EXERCISE INSTRUCTIONS: Figure out the number of lines in the entries that hold the string "powder", then give that number and nothing else.

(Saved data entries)
┌──
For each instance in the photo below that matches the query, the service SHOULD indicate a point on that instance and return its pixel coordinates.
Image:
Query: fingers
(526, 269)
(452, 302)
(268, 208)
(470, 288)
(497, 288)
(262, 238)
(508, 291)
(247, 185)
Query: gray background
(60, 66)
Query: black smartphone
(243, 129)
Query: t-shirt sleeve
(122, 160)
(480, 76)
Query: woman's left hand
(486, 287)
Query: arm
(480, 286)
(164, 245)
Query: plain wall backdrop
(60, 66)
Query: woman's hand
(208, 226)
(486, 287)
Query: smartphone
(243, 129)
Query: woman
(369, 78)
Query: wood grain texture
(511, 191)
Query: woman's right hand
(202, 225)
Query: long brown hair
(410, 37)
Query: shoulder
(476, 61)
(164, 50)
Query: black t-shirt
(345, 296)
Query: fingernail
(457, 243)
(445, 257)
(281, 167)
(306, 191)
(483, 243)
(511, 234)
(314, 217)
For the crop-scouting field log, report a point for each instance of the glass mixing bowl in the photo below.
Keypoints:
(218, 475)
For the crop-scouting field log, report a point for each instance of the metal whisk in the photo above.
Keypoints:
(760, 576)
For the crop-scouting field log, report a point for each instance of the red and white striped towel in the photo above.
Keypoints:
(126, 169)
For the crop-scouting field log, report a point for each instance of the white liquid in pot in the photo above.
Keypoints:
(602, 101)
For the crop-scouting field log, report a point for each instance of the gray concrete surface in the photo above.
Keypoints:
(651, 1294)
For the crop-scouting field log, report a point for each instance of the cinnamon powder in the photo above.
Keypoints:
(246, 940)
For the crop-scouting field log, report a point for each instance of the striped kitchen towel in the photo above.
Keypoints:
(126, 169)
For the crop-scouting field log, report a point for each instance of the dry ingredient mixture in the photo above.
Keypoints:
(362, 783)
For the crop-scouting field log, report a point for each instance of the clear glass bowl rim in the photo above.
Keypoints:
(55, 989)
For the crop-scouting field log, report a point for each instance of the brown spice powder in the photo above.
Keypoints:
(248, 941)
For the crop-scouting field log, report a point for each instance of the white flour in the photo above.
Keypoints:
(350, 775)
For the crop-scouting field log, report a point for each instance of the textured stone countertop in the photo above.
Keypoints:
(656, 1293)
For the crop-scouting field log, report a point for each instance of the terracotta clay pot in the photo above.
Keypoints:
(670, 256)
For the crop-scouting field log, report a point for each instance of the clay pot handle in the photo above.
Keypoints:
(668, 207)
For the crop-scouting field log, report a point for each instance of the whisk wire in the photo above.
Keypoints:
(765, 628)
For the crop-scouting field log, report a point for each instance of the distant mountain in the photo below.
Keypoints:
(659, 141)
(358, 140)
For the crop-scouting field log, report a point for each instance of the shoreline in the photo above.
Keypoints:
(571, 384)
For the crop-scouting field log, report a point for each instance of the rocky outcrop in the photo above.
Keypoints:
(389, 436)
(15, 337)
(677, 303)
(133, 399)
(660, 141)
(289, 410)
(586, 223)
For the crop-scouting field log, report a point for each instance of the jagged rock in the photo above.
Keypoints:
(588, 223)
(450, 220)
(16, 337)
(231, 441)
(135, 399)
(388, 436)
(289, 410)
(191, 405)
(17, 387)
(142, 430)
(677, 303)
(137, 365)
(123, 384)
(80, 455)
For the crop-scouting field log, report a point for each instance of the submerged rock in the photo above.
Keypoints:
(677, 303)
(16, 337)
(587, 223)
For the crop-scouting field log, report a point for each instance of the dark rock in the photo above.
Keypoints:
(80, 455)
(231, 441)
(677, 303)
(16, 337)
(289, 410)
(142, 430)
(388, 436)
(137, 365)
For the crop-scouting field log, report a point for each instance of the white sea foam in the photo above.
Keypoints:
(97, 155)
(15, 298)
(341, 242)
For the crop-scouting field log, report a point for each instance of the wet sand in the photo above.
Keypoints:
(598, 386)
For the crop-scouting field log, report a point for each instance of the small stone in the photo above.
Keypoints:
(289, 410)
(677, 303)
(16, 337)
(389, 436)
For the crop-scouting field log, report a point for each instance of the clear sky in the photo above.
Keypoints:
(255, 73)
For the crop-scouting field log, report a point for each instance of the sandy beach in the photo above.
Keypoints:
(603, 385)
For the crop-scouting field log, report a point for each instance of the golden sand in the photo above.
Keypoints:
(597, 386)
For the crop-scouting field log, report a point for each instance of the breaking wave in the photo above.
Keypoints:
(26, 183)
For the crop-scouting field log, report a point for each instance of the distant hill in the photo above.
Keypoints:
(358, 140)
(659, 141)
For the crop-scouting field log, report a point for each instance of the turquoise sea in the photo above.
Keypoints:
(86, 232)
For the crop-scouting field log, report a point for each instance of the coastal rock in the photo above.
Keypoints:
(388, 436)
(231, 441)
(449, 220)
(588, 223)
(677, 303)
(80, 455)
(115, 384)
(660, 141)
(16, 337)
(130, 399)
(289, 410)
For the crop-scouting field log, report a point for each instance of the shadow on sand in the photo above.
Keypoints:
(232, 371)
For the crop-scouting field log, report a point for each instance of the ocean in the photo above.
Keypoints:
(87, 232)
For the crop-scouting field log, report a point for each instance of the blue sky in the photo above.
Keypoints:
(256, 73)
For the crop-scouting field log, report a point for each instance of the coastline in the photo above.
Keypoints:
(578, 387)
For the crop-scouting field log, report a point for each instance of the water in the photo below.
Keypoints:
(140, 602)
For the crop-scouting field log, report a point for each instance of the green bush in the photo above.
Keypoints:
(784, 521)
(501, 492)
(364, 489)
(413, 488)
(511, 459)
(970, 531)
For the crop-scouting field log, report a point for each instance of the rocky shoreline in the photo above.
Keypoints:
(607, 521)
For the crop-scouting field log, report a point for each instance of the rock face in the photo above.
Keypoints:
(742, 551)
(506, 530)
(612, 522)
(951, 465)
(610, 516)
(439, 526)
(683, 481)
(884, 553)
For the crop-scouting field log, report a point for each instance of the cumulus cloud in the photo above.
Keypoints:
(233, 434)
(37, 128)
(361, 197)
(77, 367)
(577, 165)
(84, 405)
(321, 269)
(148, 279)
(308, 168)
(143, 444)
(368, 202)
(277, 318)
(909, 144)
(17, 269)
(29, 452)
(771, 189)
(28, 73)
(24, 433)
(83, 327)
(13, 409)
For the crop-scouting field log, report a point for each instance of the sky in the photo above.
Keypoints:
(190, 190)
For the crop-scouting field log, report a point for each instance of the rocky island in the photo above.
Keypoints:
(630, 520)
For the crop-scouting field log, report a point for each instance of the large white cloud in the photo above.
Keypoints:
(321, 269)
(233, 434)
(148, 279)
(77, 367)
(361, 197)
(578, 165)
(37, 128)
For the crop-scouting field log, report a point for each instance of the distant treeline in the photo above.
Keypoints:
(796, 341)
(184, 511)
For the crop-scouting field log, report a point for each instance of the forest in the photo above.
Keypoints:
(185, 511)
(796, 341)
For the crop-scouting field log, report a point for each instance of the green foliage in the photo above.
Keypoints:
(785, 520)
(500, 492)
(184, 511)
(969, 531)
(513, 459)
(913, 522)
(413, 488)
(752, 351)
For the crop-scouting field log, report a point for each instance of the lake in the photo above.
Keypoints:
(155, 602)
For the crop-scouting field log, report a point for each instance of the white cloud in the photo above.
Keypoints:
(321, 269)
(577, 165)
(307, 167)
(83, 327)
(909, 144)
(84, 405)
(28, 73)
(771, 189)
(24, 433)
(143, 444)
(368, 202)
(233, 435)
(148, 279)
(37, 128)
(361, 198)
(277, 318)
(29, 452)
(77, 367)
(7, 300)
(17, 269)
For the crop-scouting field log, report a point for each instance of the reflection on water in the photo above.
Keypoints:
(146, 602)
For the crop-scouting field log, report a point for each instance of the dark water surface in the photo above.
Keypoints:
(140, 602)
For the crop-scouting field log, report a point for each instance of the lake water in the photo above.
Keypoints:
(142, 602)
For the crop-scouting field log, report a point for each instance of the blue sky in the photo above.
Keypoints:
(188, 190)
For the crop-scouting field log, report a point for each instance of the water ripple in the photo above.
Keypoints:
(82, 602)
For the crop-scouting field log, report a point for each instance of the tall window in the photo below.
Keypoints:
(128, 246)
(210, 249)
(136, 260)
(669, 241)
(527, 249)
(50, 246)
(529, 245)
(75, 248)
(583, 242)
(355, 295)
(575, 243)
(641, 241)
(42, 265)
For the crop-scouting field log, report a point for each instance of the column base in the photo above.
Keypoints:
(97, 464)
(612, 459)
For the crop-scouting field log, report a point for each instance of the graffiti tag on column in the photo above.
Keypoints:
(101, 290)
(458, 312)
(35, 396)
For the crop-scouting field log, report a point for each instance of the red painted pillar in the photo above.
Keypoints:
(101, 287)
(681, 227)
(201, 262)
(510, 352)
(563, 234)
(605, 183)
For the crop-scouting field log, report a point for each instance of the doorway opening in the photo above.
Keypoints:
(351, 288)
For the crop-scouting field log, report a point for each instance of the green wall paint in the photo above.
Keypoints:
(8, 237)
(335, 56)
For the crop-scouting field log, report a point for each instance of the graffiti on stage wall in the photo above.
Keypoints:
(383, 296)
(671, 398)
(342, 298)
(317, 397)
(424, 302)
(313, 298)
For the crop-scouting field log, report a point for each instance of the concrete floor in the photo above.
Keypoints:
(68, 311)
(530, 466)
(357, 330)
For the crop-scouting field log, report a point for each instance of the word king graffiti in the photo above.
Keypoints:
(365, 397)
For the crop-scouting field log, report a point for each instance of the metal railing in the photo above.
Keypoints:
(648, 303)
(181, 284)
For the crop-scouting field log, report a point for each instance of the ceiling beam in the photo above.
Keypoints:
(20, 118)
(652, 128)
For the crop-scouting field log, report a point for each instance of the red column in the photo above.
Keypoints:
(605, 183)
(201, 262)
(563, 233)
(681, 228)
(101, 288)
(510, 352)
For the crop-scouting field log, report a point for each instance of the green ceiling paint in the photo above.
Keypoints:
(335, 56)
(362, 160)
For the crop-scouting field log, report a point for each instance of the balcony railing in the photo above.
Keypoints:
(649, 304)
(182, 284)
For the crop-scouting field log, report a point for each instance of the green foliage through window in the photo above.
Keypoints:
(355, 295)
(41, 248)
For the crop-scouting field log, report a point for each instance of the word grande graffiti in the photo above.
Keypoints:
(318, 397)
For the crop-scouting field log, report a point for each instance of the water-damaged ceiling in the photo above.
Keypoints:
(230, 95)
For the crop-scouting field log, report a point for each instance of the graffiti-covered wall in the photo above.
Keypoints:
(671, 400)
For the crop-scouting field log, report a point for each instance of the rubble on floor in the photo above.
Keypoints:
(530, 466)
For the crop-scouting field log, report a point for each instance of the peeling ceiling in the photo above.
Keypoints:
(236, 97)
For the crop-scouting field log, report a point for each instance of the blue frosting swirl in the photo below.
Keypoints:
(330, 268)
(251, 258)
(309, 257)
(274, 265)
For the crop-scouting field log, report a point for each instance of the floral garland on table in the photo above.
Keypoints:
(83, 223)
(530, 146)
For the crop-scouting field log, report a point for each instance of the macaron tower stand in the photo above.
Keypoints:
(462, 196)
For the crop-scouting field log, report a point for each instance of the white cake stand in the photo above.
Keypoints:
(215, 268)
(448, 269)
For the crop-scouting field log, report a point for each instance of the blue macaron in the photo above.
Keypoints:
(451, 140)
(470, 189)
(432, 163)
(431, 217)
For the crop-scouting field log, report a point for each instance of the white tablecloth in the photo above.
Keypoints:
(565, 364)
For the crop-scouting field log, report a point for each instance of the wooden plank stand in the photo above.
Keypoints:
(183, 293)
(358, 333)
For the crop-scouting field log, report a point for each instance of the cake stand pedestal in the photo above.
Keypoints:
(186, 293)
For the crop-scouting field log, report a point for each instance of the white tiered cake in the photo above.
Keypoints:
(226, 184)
└──
ANSWER FOR THIS EXERCISE: 2